**Work request**
Retype every entry below without altering anything.

Data excerpts
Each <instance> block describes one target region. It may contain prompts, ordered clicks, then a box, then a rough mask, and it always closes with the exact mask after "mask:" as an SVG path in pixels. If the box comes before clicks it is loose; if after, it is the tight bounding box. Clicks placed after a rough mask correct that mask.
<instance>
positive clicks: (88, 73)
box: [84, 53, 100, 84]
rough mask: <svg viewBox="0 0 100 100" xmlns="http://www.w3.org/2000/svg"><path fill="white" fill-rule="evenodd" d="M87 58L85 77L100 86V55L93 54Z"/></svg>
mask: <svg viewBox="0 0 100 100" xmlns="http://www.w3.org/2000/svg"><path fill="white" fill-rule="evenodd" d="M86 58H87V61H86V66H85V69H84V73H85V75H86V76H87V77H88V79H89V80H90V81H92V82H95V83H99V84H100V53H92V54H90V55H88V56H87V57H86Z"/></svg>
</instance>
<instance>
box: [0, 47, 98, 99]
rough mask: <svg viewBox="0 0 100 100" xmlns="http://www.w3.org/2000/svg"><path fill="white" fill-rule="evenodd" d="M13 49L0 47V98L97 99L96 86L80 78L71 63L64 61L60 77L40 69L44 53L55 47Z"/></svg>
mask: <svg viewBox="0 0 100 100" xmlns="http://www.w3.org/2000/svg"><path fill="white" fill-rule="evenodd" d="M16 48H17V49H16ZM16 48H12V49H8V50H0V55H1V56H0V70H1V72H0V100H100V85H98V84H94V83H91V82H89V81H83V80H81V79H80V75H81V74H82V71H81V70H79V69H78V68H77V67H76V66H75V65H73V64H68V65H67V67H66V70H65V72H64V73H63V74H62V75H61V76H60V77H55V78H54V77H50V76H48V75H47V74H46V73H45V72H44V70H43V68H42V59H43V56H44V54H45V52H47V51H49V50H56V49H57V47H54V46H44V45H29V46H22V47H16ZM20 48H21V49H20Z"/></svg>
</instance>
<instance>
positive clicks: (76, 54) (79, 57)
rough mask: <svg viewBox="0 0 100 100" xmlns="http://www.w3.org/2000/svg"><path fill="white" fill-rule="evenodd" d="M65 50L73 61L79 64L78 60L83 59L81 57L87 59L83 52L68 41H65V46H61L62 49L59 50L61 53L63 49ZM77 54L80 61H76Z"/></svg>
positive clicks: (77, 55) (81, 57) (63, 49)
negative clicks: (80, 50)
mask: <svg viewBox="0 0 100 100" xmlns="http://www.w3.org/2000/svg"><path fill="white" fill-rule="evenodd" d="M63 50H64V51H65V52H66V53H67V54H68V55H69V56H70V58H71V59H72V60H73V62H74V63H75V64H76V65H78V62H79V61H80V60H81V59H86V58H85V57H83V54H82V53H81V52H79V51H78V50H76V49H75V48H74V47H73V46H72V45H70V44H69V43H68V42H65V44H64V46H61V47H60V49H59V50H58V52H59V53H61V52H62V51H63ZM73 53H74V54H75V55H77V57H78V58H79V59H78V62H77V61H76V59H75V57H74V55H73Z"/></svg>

**Completed task**
Each <instance> block describes one target region. It may contain prompts, ordered clicks, then a box, then a rough mask, and it always closes with the exact mask after "mask:" as an SVG path in pixels. If the box comes before clicks it is loose; if after, it is the tight bounding box. Clicks placed after a rough mask correct that mask.
<instance>
positive clicks: (88, 73)
box: [84, 53, 100, 84]
rough mask: <svg viewBox="0 0 100 100" xmlns="http://www.w3.org/2000/svg"><path fill="white" fill-rule="evenodd" d="M87 58L85 77L100 86V55L93 54Z"/></svg>
mask: <svg viewBox="0 0 100 100" xmlns="http://www.w3.org/2000/svg"><path fill="white" fill-rule="evenodd" d="M86 58H87V61H86V66H85V69H84V73H85V75H86V76H87V77H88V79H89V80H90V81H92V82H95V83H99V84H100V53H92V54H90V55H88V56H87V57H86Z"/></svg>
</instance>
<instance>
box: [0, 47, 98, 99]
rough mask: <svg viewBox="0 0 100 100" xmlns="http://www.w3.org/2000/svg"><path fill="white" fill-rule="evenodd" d="M13 49L0 47V98L97 99L96 86L80 78L71 63L64 61L60 77L40 69L44 53L55 47Z"/></svg>
mask: <svg viewBox="0 0 100 100" xmlns="http://www.w3.org/2000/svg"><path fill="white" fill-rule="evenodd" d="M16 48H17V49H16ZM16 48H12V49H8V50H0V55H1V56H0V70H1V72H0V100H100V85H98V84H94V83H91V82H89V81H83V80H81V79H80V75H81V74H82V71H81V70H79V69H78V68H77V67H76V66H75V65H73V64H68V65H67V67H66V70H65V72H64V73H63V74H62V75H61V76H60V77H55V78H54V77H50V76H48V75H47V74H46V73H45V72H44V70H43V68H42V59H43V56H44V54H45V52H47V51H49V50H56V49H57V47H54V46H44V45H29V46H22V47H16ZM20 48H21V49H20Z"/></svg>
</instance>
<instance>
positive clicks: (76, 54) (79, 57)
rough mask: <svg viewBox="0 0 100 100" xmlns="http://www.w3.org/2000/svg"><path fill="white" fill-rule="evenodd" d="M65 50L73 61L79 64L78 60L83 59L81 57L87 59L83 52L68 41H65V46H61L62 49L59 50L61 53L63 49ZM77 54L80 61H76Z"/></svg>
positive clicks: (77, 55) (81, 57) (63, 49)
negative clicks: (80, 50)
mask: <svg viewBox="0 0 100 100" xmlns="http://www.w3.org/2000/svg"><path fill="white" fill-rule="evenodd" d="M63 50H64V51H65V52H66V53H67V54H68V55H69V56H70V58H71V59H72V60H73V62H74V63H75V64H76V65H78V62H79V61H80V60H81V59H86V58H85V57H83V54H82V53H81V52H79V51H78V50H76V49H75V48H74V47H73V46H72V45H70V44H69V43H68V42H65V44H64V46H61V47H60V49H59V50H58V52H59V53H61V52H62V51H63ZM73 53H74V54H75V55H77V57H78V58H79V59H78V62H77V61H76V59H75V57H74V55H73Z"/></svg>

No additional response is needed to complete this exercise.